▸ **Exercise requirements**: All entries below are to be set down again, identical to the source.

▸ **Data for the task**:
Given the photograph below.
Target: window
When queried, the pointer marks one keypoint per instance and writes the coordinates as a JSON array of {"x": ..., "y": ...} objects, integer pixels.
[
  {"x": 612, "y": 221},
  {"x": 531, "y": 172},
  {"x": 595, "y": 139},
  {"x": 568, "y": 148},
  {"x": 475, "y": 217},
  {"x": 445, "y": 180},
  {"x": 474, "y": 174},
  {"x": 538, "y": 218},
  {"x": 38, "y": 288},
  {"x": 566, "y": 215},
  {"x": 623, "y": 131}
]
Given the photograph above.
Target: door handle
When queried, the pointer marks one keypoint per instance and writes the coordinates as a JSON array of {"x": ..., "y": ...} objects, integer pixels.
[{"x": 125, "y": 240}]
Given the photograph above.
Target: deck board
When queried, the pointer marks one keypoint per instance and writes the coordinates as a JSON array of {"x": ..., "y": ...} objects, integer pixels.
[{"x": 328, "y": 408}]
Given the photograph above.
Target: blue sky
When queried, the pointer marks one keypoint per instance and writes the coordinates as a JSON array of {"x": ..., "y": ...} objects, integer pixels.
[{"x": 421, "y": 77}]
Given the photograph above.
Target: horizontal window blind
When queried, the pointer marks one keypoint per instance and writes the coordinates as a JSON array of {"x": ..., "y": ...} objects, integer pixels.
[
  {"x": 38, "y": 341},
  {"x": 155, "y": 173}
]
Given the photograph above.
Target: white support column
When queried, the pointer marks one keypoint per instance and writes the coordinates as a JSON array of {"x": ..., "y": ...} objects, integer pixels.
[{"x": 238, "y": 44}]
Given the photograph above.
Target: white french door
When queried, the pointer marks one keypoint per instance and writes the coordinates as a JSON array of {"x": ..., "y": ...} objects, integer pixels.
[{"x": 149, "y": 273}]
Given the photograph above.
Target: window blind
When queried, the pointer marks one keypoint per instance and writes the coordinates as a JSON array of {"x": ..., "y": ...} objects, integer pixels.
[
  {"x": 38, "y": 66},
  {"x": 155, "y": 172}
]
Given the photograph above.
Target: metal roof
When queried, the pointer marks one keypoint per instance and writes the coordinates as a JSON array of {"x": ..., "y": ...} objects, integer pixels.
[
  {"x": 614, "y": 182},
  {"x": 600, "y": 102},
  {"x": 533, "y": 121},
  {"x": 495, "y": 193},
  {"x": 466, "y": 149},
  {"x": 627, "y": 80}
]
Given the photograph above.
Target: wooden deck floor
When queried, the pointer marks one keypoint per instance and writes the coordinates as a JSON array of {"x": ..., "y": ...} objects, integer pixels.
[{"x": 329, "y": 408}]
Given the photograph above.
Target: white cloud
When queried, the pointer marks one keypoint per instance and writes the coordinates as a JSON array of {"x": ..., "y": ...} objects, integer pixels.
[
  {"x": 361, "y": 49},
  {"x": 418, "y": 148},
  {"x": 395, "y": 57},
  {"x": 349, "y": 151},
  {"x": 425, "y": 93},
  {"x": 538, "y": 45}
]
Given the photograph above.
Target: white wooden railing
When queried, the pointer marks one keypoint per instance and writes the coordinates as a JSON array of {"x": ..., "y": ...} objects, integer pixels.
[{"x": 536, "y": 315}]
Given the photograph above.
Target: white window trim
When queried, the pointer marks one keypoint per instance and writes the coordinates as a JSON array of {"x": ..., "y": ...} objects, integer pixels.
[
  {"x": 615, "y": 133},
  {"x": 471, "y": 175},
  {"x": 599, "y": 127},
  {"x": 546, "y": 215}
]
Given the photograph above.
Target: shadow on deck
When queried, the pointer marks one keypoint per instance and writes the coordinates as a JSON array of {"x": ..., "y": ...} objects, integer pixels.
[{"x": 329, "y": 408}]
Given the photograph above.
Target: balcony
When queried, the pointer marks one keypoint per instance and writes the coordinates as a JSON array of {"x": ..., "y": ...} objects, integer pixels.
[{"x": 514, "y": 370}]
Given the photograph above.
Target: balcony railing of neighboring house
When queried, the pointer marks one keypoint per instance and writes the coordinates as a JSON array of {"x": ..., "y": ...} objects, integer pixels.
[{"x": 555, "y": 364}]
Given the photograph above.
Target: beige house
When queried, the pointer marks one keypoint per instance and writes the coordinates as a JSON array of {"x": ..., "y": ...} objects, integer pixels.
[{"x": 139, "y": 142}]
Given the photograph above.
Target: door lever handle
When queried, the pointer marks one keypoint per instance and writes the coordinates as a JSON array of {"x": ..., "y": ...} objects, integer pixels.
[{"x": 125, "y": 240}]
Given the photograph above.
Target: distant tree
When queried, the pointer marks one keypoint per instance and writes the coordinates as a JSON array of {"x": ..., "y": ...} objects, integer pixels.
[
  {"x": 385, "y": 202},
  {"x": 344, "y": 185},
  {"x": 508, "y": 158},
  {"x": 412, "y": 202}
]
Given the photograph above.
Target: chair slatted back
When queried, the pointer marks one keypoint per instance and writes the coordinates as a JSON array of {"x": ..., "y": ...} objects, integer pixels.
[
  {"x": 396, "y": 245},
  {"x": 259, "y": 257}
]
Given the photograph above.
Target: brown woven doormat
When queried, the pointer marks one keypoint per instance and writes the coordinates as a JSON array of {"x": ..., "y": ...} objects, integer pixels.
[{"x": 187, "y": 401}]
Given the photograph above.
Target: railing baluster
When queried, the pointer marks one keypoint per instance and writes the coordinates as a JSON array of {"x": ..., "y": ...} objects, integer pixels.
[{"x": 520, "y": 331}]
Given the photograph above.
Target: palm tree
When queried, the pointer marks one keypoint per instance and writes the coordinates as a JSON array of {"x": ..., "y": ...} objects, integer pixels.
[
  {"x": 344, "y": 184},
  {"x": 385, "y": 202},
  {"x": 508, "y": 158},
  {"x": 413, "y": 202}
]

▸ **Final result**:
Given the photograph below.
Target: window
When queried, the pointer marks one keypoint per instance and writes the coordinates as a JSON array of {"x": ..., "y": ...} objects, integer pixels.
[
  {"x": 612, "y": 221},
  {"x": 531, "y": 172},
  {"x": 595, "y": 139},
  {"x": 568, "y": 148},
  {"x": 475, "y": 217},
  {"x": 445, "y": 180},
  {"x": 474, "y": 174},
  {"x": 538, "y": 218},
  {"x": 38, "y": 288},
  {"x": 566, "y": 215},
  {"x": 623, "y": 131}
]
Given the photograph above.
Target: door handle
When queried, the pointer marks one keypoint per instance and writes the coordinates as a JSON array of {"x": ..., "y": ...} objects, integer pixels.
[{"x": 125, "y": 240}]
Given the photograph above.
Target: deck board
When queried, the pointer marks one keypoint per instance and writes the coordinates as a JSON array of {"x": ..., "y": ...} objects, integer pixels.
[{"x": 328, "y": 408}]
Given the photograph above.
Target: blue sky
When queried, the pointer marks one keypoint per instance and writes the coordinates as a JSON array of {"x": ..., "y": ...} objects, integer pixels.
[{"x": 421, "y": 77}]
Given the photograph above.
Target: horizontal window blind
When queried, the pointer marks one keypoint per instance and writes the coordinates as a JSON array of {"x": ..., "y": ...} objects, integer pixels.
[
  {"x": 38, "y": 341},
  {"x": 155, "y": 173}
]
Given the photograph above.
Target: white support column
When queried, the pointer marks one keypoint per instance and writes the coordinates as a JSON array of {"x": ..., "y": ...} objects, integer pixels.
[{"x": 238, "y": 44}]
Given the photograph above.
Target: white french door
When queried, the pointer marks one keypoint per instance and writes the coordinates as a JSON array of {"x": ..., "y": ...} objects, integer pixels.
[{"x": 149, "y": 273}]
Given the photograph above.
Target: window blind
When queried, the pointer marks one keypoint per instance and writes the coordinates as a JSON array of {"x": ..., "y": ...} objects, integer pixels.
[
  {"x": 38, "y": 66},
  {"x": 155, "y": 172}
]
Given the photograph above.
Target: metal roof
When queried, the pointer marks one keypoint per instance and writes the coordinates as a JSON array of {"x": ..., "y": ...} objects, integer pixels.
[
  {"x": 614, "y": 182},
  {"x": 600, "y": 102},
  {"x": 533, "y": 121},
  {"x": 495, "y": 193},
  {"x": 466, "y": 149},
  {"x": 627, "y": 80}
]
Given the photograph above.
Target: wooden deck floor
When queried, the pointer marks one keypoint per instance and writes the coordinates as a JSON array of {"x": ..., "y": ...} objects, integer pixels.
[{"x": 329, "y": 408}]
Given the photograph above.
Target: white cloud
When queried, the pointer marks one keypoint per instance and writes the coordinates as a JSON array of {"x": ..., "y": ...} objects, integer pixels.
[
  {"x": 361, "y": 49},
  {"x": 418, "y": 148},
  {"x": 395, "y": 57},
  {"x": 349, "y": 151},
  {"x": 425, "y": 93},
  {"x": 538, "y": 45}
]
Given the photograph above.
Target: white wooden railing
When queried, the pointer marks one keypoint per instance and writes the coordinates as a JSON array of {"x": ..., "y": ...} objects, integer pixels.
[{"x": 536, "y": 315}]
Given the photograph above.
Target: white window trim
When queried, the pointer marks one keypoint per instance and writes the coordinates as a JSON array of {"x": ..., "y": ...} objects, integer pixels.
[
  {"x": 615, "y": 133},
  {"x": 471, "y": 175},
  {"x": 599, "y": 127},
  {"x": 546, "y": 215}
]
Given the photograph above.
Target: shadow on deck
When queried, the pointer marks one keypoint per instance and writes the coordinates as a JSON array of {"x": ..., "y": ...} objects, integer pixels.
[{"x": 329, "y": 408}]
Given the photograph above.
Target: balcony
When queried, the pointer marks one keypoint per instance and writes the coordinates as a JSON array of {"x": ..., "y": ...} objects, integer pixels.
[{"x": 514, "y": 370}]
Given the photograph above.
Target: balcony railing of neighboring house
When queried, the pointer marks one keypoint per instance and writes the coordinates as a JSON array of {"x": ..., "y": ...} objects, integer pixels.
[{"x": 555, "y": 364}]
Given the photograph above.
Target: beige house
When queried, the pointer marks one keypoint per instance and writes the coordinates as a JSON array of {"x": ..., "y": ...} objects, integer pixels.
[{"x": 139, "y": 142}]
Given the photograph above.
Target: door lever handle
When queried, the pointer marks one keypoint per instance and writes the coordinates as a JSON array of {"x": ..., "y": ...} objects, integer pixels.
[{"x": 125, "y": 240}]
Given the photograph above.
Target: distant tree
When queried, the pointer marks one keypoint per instance and writes the coordinates as a JSON array of {"x": ..., "y": ...} objects, integer pixels.
[
  {"x": 385, "y": 202},
  {"x": 344, "y": 185},
  {"x": 508, "y": 158},
  {"x": 412, "y": 202}
]
Given the photograph above.
Target: chair slatted back
When queried, the pointer marks one keypoint per instance and writes the coordinates as a JSON array of {"x": ..., "y": ...} objects, integer pixels.
[
  {"x": 396, "y": 245},
  {"x": 259, "y": 257}
]
Given the photograph above.
Target: brown woven doormat
When queried, the pointer marks one keypoint per instance and writes the coordinates as a JSON array of {"x": ..., "y": ...} objects, integer pixels.
[{"x": 187, "y": 401}]
Given the photograph above.
Target: railing baluster
When queried, the pointer marks one keypoint per instance and writes the coordinates as a JSON array of {"x": ..., "y": ...} objects, integer pixels.
[{"x": 520, "y": 331}]
Given the photograph above.
Target: palm tree
When queried, the pointer marks one keypoint per instance and writes the coordinates as a JSON array of {"x": ..., "y": ...} objects, integer pixels.
[
  {"x": 344, "y": 184},
  {"x": 385, "y": 202},
  {"x": 508, "y": 158},
  {"x": 413, "y": 202}
]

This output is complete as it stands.